===== Extracted information =====

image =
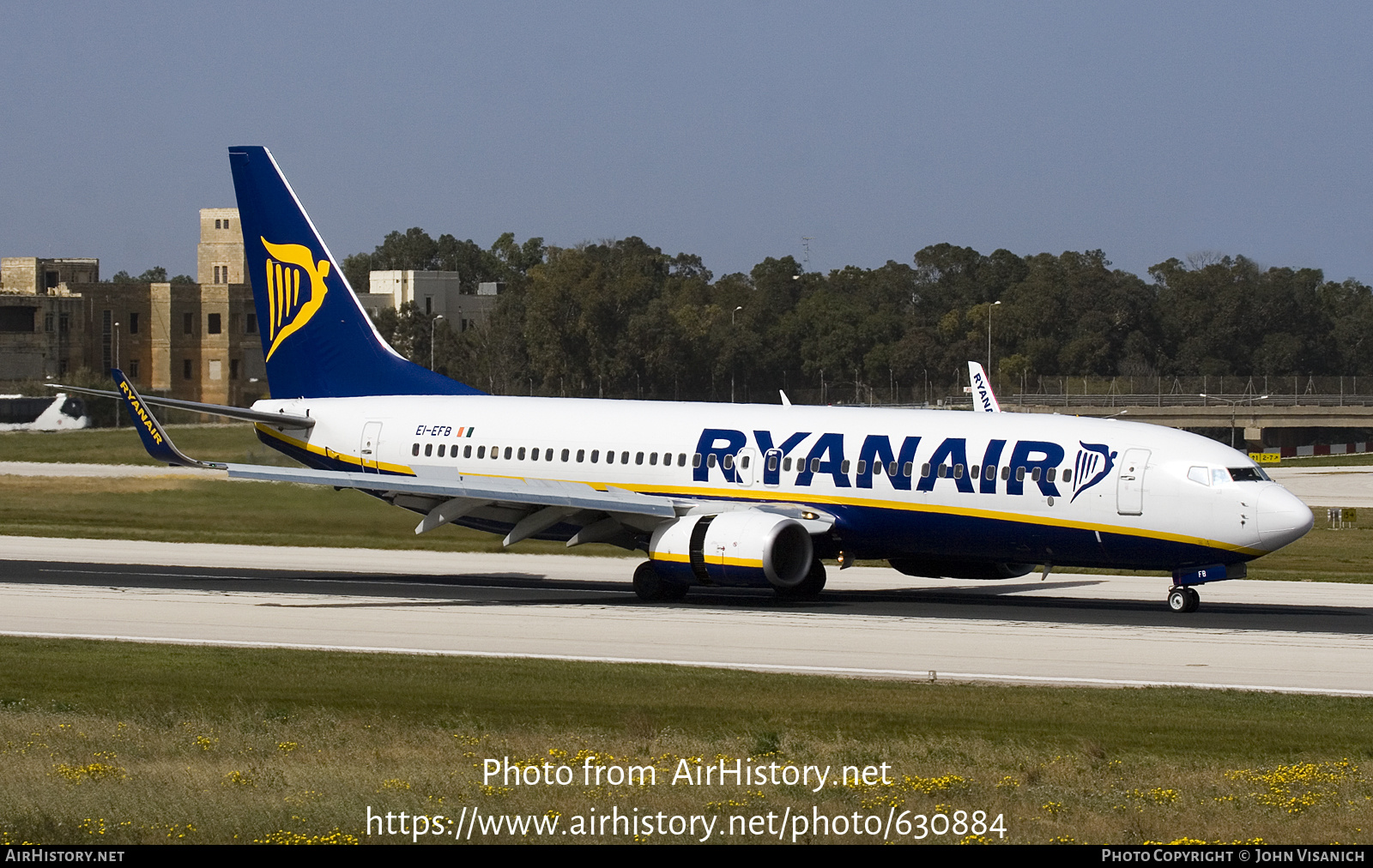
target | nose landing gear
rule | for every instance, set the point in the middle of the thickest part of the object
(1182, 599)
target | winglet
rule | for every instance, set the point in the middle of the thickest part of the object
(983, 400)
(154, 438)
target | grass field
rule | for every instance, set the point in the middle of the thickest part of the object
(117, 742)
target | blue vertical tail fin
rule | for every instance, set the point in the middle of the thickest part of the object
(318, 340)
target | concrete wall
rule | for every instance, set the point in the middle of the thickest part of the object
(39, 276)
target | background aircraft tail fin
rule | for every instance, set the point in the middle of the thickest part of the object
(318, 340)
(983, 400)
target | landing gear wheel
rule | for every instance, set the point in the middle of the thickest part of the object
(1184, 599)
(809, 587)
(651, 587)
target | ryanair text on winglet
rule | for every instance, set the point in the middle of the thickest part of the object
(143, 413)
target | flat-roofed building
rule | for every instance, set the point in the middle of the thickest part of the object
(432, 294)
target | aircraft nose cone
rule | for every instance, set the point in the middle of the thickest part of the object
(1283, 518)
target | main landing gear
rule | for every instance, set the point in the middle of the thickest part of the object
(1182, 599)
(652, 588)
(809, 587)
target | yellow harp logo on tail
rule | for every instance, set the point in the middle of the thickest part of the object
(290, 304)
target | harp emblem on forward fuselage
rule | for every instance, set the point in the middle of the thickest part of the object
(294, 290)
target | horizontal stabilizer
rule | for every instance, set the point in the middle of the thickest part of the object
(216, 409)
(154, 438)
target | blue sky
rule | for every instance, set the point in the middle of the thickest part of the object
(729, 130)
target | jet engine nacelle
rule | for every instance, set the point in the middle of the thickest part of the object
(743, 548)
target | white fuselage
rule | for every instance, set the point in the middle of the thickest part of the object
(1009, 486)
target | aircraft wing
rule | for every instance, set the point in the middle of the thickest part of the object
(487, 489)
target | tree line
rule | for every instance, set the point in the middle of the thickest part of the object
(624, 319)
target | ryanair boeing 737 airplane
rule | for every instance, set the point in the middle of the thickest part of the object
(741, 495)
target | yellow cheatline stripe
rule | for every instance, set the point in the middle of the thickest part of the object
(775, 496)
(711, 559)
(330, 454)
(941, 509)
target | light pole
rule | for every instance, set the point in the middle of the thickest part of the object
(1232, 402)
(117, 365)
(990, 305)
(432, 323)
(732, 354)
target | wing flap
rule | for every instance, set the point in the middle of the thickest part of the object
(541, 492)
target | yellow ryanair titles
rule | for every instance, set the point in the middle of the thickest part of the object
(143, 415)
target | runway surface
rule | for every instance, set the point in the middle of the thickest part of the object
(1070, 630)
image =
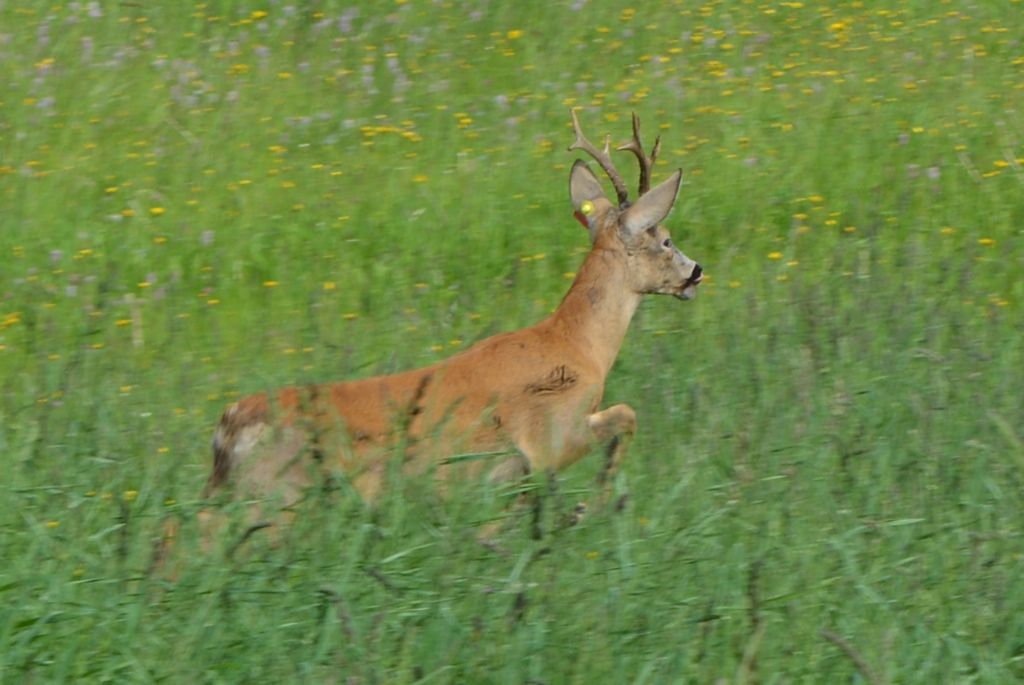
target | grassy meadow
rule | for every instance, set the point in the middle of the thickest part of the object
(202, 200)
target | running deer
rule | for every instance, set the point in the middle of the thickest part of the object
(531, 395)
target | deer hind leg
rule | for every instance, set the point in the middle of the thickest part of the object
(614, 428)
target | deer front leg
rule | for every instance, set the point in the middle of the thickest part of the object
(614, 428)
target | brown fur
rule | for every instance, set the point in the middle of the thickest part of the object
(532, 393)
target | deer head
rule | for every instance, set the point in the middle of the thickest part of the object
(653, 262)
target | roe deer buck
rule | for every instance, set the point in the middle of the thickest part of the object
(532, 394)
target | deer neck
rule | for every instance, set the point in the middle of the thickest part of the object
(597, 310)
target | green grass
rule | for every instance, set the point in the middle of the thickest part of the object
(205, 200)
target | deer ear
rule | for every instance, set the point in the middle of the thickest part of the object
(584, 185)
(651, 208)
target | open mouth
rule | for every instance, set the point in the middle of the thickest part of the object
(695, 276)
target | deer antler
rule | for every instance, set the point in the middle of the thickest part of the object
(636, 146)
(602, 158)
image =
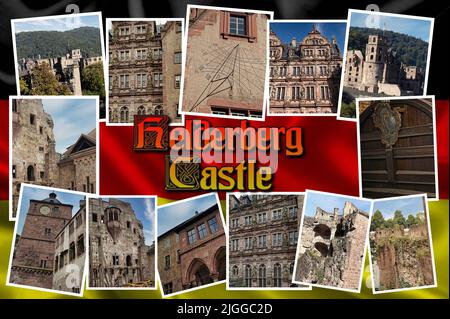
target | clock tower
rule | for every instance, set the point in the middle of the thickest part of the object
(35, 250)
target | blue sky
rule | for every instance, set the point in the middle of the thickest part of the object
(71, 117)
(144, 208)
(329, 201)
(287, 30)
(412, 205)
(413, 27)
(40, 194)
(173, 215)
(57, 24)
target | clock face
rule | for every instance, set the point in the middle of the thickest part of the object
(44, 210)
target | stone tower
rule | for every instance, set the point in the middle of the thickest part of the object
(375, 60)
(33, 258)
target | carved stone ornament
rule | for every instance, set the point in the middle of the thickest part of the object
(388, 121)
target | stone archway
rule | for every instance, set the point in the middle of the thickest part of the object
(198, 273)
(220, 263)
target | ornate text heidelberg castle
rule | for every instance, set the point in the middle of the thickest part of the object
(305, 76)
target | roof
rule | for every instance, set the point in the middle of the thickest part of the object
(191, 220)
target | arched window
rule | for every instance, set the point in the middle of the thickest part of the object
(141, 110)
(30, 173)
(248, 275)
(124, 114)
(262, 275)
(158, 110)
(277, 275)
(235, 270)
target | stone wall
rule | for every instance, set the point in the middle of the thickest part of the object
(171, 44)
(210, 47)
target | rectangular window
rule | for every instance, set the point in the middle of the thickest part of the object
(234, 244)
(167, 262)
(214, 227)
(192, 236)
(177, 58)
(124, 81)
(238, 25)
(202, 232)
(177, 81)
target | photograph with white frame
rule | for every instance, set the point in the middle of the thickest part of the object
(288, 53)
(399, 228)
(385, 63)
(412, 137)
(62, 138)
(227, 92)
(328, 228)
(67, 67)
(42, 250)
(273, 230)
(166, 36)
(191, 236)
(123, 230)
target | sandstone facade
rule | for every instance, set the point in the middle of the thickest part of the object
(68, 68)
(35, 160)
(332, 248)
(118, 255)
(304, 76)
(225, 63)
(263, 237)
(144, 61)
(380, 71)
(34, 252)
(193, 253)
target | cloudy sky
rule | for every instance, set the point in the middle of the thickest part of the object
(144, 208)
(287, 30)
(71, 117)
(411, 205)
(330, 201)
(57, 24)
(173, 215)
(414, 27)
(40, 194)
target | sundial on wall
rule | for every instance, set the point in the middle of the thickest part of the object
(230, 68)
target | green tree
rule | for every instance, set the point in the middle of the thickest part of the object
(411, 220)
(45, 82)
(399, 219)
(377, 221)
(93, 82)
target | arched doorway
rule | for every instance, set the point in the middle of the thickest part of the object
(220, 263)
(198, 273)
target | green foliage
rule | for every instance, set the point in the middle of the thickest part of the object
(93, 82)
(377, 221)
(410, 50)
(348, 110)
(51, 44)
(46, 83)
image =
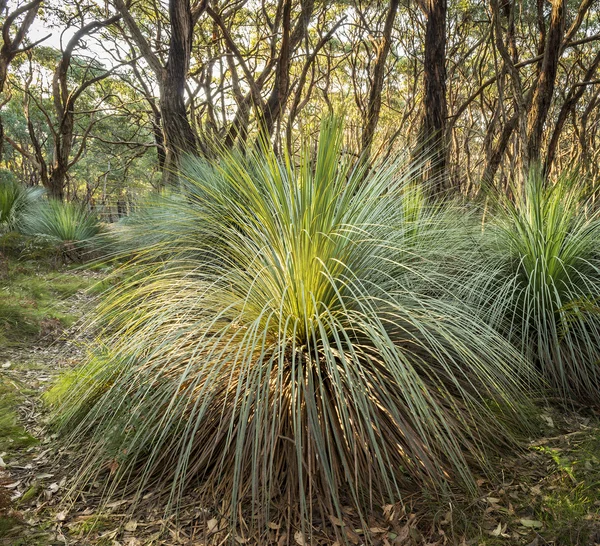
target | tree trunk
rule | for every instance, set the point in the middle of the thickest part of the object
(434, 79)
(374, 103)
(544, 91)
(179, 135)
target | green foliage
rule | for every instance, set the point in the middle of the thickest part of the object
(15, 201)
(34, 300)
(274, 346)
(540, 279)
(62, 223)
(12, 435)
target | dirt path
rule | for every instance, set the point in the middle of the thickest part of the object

=====

Request
Copy the data character for character, but drop all pictures from the copy.

Answer to the exercise
image =
target | nose landing gear
rule | for every instance, set the point in the middle of the thickest part of the object
(1182, 599)
target | winglet
rule | for every instance, set the point in the middle of the thickest part of the object
(983, 400)
(154, 438)
target | grass field
rule | for every instance, set the point in the middle of the thickest part of the object
(117, 742)
target | blue vertical tail fin
rule | for every instance, set the point in the middle of the thickest part of the object
(318, 340)
target | concrete wall
rule | for every instance, set the point in the middle of the thickest part of the object
(39, 276)
target | background aircraft tail fin
rule | for every instance, set the point in the middle of the thickest part of the object
(318, 340)
(983, 400)
target | landing gear wheel
rule | for every instance, set the point in the middle of the thickest part of the object
(1184, 599)
(809, 587)
(651, 587)
target | ryanair text on winglet
rule | for every instance, set the point in the middle of the thickest part of the object
(143, 413)
target | flat-roofed building
rule | for every instance, set the point in the middle of the thickest part of the object
(432, 294)
target | aircraft nose cone
rule | for every instance, set the point in the middle of the thickest part of the object
(1283, 518)
target | main landing gear
rule | for every instance, set the point in the middle of the thickest part of the object
(1182, 599)
(652, 588)
(809, 587)
target | yellow harp logo on tail
rule | for every instance, set the point in the middle of the thickest part of the object
(290, 304)
target | harp emblem on forward fuselage
rule | for every instance, set the point in the middle of the thickest part of the object
(294, 290)
target | horizontal stabilizer
rule | for every instance, set the point in the middle of the thickest part of the object
(216, 409)
(154, 438)
target | blue sky
rule | for every instance, set the point in the middle of the thickest part of the object
(729, 130)
target | jet engine nacelle
rule | for every instance, set the point in the middle of the thickest part of the object
(743, 548)
target | white fuselage
rule | for every instance, set the point in the middle of the thickest part of the object
(1009, 486)
target | aircraft wing
rule | for every instance, set the point in the middle of the thickest part of the object
(487, 489)
target | tree line
rule | for every instance, set the point in the middle of the thickest part of the object
(624, 319)
target | ryanair boeing 737 airplane
rule | for every instance, set the point in the middle of the thickest part of the object
(741, 495)
target | yellow cheatline stripe
rule | for every instance, set the point in the middle of the thickest part of the object
(775, 496)
(711, 559)
(330, 454)
(941, 509)
target | light pole
rule | for every instance, set the point in the middle of the thickest part of the object
(1232, 402)
(117, 365)
(990, 305)
(432, 323)
(732, 354)
target | wing flap
rule | for every instance, set the point in the middle of the thickest part of the object
(541, 492)
target | yellow ryanair titles
rule | for every instance, set the point in the middle of the thickest part of the object
(143, 415)
target | runway surface
rule | for every instance, set the point in the middle of the thickest part of the object
(1070, 630)
image =
target | grassy meadow
rule | for every instance, set the point in the middle of the thickest part of the object
(202, 200)
target | running deer
rule | for every instance, set the point in the middle of the thickest part of the object
(531, 395)
target | deer hind leg
rule | for every instance, set the point in the middle of the thickest part of the object
(614, 428)
target | deer front leg
rule | for every instance, set the point in the middle of the thickest part of the object
(614, 428)
target | brown fur
rule | for every instance, set the point in the middle of the thickest part of the object
(532, 393)
target | deer head
rule | for every instance, set the point in the middle of the thickest part of the object
(653, 262)
target | roe deer buck
rule | for every instance, set the point in the middle of the thickest part of the object
(532, 394)
target | deer neck
rule | for every instance, set the point in the middle of the thickest part of the object
(597, 310)
target | green grass
rule | for every instance, set the point in the middle of the thickest part of the object
(205, 200)
target | deer ear
rule | for every instance, set the point in the middle of the thickest part of the object
(584, 185)
(651, 208)
target | open mouth
rule | for every instance, set the point in the middle of the thickest part of the object
(695, 276)
target | deer antler
rule | for every instance, set the point in the middle of the thickest part of the object
(636, 146)
(602, 158)
image =
target | clock tower
rule | for every instance, set the point in the middle of the thickest part of the object
(35, 250)
target | blue sky
rule | for every instance, set the point in the middle of the thickest part of the object
(71, 117)
(144, 208)
(329, 201)
(287, 30)
(412, 205)
(413, 27)
(40, 194)
(173, 215)
(57, 24)
target | clock face
rule | for every instance, set the point in the middle of the thickest part of the object
(44, 210)
target | stone tower
rule | for every instance, set the point in the middle of the thickest part of the object
(375, 60)
(33, 258)
target | carved stone ornament
rule | for every instance, set the point in the middle of the thickest part of the object
(388, 121)
target | stone archway
rule | for every instance, set the point in the middle of the thickest part of the object
(198, 273)
(220, 263)
target | ornate text heidelberg castle
rule | for every instance, set the point in the middle of the thickest part of the object
(305, 76)
target | roof
rule | for every instance, set the point in the middle of the thickest part of the object
(191, 220)
target | arched window
rule | for every instance, set the point in the middle of the thickest part of the object
(141, 110)
(30, 173)
(248, 275)
(124, 114)
(262, 275)
(158, 110)
(277, 275)
(235, 270)
target | stone wall
rule | for every instance, set the point in the middle of the thickest part of the object
(171, 44)
(210, 47)
target | rectangular window
rule | for every instance, set the point in the middle of the thickest part of the object
(234, 244)
(167, 262)
(214, 227)
(192, 236)
(177, 58)
(124, 81)
(238, 25)
(202, 232)
(177, 81)
target | photograph with white frame
rule | for every instance, set the point in the middle of the thickest part of the object
(288, 53)
(399, 228)
(385, 63)
(412, 137)
(62, 138)
(227, 92)
(328, 228)
(67, 67)
(42, 250)
(273, 230)
(166, 36)
(191, 236)
(123, 230)
target | sandstone facade
rule | for every instance, set the point in the middle of the thickest part of the object
(68, 68)
(35, 160)
(332, 248)
(118, 255)
(304, 76)
(225, 63)
(263, 237)
(144, 61)
(380, 71)
(34, 252)
(193, 253)
target | cloudy sky
rule | for every instance, set the point in the middle of the thickest part of the object
(144, 208)
(287, 30)
(71, 117)
(411, 205)
(330, 201)
(57, 24)
(173, 215)
(414, 27)
(40, 194)
target | sundial on wall
rule | for every instance, set the point in the middle of the thickest part of the object
(230, 68)
target | green tree
rule | for every instance, set the point in the middle of the thickest part of the object
(411, 220)
(45, 82)
(399, 219)
(377, 221)
(93, 82)
target | arched doorway
rule | for every instance, set the point in the middle of the thickest part of the object
(220, 263)
(198, 273)
target | green foliage
rule | for every instance, set the point in the middle of the thickest part of the object
(93, 82)
(377, 221)
(410, 50)
(348, 110)
(51, 44)
(46, 83)
image =
target | tree trunk
rule | for every instance, set the point in the middle of the thickest part of the object
(434, 79)
(374, 103)
(544, 91)
(179, 135)
target | green foliage
rule | for every instance, set the point in the middle of the thickest part of the object
(15, 201)
(34, 300)
(274, 346)
(540, 279)
(62, 223)
(12, 435)
target | dirt path
rule | for every instance, set the point in the middle of the thickest part of the object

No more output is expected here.